TRECHO DA PÁGINA:
A pressão veio rapidamente por parte de Ben Gvir e Smotrich.

Ministros seniores do governo, eles se opõem visceralmente ao acordo apresentado por Biden.

Não fez diferença para eles que o acordo tenha sido aprovado pelo gabinete de guerra, uma vez que não são membros desse comitê.

Como esperado, ambos ameaçaram derrubar a coligação de Netanyahu se o primeiro-ministro israelnse concordasse com o acordo.

Nem o Hamas nem Israel se comprometeram publicamente com a proposta apresentada por Biden.

O presidente americano concordou que algumas partes do acordo ainda precisam ser aperfeiçoadas.

A ambiguidade em partes da proposta poderá, em outros conflitos, permitir espaço para a manobra diplomática. Mas isso exigiria uma compreensão partilhada de que chegou o momento de fazer um acordo, de que mais guerra não traria qualquer benefício.

 

 

Não há sinais de que o líder do Hamas em Gaza, Yahya Sinwar, esteja nesse ponto. Ele parece determinado a manter o rumo que vem seguindo desde 7 de outubro.

Segundo relatos vindos de Gaza, palestinos nas ruínas do campo de Nuseirat xingavam o Hamas e também Israel por desconsiderarem as suas vidas.

LISTAGEM APRESENTADA:

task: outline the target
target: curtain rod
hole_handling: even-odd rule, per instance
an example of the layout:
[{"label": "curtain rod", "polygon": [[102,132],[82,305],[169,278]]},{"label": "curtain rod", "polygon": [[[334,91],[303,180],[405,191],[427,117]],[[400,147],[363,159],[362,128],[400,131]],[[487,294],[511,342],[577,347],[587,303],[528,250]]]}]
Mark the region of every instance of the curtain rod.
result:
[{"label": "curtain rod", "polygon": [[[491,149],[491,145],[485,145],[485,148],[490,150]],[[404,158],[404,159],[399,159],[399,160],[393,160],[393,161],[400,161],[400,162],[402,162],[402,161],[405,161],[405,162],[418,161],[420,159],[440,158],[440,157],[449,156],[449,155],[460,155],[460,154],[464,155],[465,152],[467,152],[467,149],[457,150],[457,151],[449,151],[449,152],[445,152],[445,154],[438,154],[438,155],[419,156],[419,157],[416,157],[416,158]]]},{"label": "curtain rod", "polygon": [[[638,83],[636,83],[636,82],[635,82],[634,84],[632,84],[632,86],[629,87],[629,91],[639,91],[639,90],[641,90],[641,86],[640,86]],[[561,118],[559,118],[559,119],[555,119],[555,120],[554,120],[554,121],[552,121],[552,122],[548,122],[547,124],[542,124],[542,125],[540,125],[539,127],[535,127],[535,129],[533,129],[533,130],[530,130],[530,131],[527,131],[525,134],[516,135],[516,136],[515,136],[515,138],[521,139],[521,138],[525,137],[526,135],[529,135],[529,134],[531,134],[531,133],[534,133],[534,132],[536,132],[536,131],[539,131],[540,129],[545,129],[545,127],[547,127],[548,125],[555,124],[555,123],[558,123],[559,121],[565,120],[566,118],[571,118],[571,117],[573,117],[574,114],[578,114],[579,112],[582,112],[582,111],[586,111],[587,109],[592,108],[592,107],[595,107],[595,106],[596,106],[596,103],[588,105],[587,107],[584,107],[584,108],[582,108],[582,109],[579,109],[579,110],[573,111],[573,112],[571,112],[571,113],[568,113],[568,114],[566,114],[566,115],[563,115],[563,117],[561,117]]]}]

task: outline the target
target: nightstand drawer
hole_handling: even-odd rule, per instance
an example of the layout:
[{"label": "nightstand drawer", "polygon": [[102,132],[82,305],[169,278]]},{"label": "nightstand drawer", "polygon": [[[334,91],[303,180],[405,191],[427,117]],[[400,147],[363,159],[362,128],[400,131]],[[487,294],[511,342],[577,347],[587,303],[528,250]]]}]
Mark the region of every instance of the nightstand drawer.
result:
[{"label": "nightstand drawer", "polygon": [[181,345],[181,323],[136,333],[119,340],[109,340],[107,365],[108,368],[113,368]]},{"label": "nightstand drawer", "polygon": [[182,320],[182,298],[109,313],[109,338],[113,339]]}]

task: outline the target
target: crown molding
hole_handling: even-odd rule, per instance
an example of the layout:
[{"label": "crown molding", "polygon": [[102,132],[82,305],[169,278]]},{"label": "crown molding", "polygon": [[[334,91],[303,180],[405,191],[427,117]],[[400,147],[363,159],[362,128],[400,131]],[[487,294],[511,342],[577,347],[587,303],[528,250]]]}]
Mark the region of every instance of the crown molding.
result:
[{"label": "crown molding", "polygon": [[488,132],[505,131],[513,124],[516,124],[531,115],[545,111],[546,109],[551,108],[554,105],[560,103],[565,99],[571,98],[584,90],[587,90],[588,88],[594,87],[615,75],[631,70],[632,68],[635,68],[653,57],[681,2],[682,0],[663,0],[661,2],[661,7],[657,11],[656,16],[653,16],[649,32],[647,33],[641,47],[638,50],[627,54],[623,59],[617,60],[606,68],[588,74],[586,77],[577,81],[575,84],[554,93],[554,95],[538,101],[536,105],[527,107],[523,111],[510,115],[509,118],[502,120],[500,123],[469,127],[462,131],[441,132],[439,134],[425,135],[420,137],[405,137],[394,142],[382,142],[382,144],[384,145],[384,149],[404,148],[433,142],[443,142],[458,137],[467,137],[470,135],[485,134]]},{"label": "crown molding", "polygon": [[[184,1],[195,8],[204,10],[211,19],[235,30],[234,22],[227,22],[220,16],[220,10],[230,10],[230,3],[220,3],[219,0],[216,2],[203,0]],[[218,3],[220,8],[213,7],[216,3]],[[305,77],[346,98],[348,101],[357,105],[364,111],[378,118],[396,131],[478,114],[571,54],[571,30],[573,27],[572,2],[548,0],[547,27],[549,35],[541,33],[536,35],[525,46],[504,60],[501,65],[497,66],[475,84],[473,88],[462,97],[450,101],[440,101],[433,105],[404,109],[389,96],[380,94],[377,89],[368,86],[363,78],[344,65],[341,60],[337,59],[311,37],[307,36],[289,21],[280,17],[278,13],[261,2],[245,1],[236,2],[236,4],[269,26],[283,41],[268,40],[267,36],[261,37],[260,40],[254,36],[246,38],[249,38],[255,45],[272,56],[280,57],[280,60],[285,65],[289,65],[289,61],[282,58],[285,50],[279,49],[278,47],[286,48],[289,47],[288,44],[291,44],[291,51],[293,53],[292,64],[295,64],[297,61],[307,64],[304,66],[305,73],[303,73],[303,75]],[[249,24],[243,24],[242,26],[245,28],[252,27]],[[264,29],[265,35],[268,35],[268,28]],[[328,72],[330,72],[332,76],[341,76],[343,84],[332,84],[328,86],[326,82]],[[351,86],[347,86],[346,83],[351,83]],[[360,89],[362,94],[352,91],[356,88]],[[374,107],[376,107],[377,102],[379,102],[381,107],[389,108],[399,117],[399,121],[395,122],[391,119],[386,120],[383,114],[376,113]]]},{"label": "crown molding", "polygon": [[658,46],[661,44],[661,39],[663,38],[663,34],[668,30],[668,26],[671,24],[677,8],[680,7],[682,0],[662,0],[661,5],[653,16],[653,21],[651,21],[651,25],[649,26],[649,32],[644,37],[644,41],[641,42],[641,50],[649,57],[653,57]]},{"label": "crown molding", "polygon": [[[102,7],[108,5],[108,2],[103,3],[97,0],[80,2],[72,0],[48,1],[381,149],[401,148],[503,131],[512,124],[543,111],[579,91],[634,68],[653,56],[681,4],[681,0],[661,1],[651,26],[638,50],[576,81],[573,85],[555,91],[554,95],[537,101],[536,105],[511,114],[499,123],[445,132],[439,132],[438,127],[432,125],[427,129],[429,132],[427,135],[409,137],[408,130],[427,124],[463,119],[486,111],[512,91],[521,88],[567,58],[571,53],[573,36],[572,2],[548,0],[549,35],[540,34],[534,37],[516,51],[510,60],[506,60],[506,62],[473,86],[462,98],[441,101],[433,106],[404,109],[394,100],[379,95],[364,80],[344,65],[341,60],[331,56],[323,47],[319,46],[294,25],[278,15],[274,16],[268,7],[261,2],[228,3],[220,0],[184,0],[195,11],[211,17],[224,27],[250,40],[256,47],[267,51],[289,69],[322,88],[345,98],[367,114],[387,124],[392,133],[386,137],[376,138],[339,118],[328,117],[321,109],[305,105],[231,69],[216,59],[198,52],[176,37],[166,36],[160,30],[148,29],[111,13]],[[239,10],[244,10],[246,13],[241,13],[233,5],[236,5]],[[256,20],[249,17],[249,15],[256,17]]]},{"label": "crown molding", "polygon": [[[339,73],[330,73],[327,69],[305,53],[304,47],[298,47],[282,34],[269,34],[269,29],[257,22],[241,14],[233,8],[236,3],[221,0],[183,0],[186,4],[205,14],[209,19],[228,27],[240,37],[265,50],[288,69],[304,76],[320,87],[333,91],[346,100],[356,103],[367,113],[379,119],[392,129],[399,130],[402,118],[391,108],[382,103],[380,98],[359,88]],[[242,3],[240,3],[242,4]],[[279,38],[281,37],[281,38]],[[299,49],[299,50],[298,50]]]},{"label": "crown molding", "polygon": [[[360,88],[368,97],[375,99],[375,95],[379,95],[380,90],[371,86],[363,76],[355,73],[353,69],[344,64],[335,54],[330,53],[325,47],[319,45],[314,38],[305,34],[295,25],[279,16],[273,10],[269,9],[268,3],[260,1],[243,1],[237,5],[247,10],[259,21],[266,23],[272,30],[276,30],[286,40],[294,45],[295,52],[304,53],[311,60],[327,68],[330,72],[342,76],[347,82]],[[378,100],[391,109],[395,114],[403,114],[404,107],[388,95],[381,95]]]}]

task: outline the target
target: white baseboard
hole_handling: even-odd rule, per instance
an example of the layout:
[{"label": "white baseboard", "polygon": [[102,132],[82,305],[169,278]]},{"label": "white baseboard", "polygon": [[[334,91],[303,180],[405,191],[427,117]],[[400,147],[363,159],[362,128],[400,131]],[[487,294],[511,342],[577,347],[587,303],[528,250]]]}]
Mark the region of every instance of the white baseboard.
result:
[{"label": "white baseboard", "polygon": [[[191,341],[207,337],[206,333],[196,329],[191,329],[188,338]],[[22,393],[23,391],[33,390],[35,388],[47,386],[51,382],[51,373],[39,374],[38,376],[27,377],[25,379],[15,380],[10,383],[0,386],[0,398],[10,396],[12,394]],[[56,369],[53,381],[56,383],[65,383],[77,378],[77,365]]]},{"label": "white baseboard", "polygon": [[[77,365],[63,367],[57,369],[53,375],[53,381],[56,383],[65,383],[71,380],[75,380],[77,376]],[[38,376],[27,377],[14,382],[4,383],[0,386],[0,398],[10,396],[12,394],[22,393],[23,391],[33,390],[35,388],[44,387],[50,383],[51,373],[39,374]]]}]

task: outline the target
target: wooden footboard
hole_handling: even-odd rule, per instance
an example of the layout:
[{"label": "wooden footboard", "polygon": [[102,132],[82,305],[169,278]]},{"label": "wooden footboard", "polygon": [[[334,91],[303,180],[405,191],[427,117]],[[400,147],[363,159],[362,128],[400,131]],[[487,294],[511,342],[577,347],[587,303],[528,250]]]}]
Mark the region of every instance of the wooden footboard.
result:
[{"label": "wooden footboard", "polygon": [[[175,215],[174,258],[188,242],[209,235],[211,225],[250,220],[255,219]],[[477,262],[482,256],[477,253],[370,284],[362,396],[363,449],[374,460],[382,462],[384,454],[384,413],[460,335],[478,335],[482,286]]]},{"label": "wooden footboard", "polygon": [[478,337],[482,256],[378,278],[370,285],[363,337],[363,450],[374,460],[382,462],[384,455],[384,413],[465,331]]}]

TAREFAS DO EXERCÍCIO:
**1.** No trecho sobre o acordo apresentado por Biden, o que Ben Gvir e Smotrich ameaçaram fazer caso o primeiro-ministro concordasse com o acordo?
**2.** Retome o trecho sobre o acordo apresentado por Biden a partir do ponto em que ele se encerra, dando-lhe continuidade.
A listagem tem origem em uma fonte distinta da do trecho.

RESPOSTAS POR TAREFA:
**1.** Ameaçaram derrubar a coligação de Netanyahu.

**2.**
A BBC não pode confirmar esses relatos pois, como acontece com outros veículos da imprensa internacional, não tem permissão de Israel e do Egito para entrar em Gaza — exceto em raras viagens, altamente supervisionadas por militares israelenses.

Mãe e filha de mãos dadas, caminhando sobre escombros
Reuters
Mãe e filha caminham sobre ruínas em Gaza

Parece claro, porém, que o grande número de palestinos mortos fortaleceu, e não enfraqueceu, o Hamas.

Para eles, a sobrevivência do grupo e dos seus líderes equivale à vitória.

As mortes de mais de 37 mil palestinos, na sua maioria civis, segundo o Ministério da Saúde em Gaza, trouxe profundo descrédito a Israel.

O país enfrenta uma acusação de genocídio na Corte Internacional de Justiça e, no Tribunal Penal Internacional, pedidos de prisão contra Benjamin Netanyahu e o ministro Yoav Gallant.

Com a saída do gabinete de guerra de Gantz e Eisenkot, que queriam uma pausa no conflito, Netanyahu está mais exposto às forças políticas de linha-dura.

 

 

Talvez Antony Blinken o pressione para firmar o acordo e satisfazer milhões de israelenses que querem os reféns de volta, antes que mais deles sejam mortos.

Netanyahu poderá então não ter outra escolha senão arriscar o seu governo apostando numa eleição.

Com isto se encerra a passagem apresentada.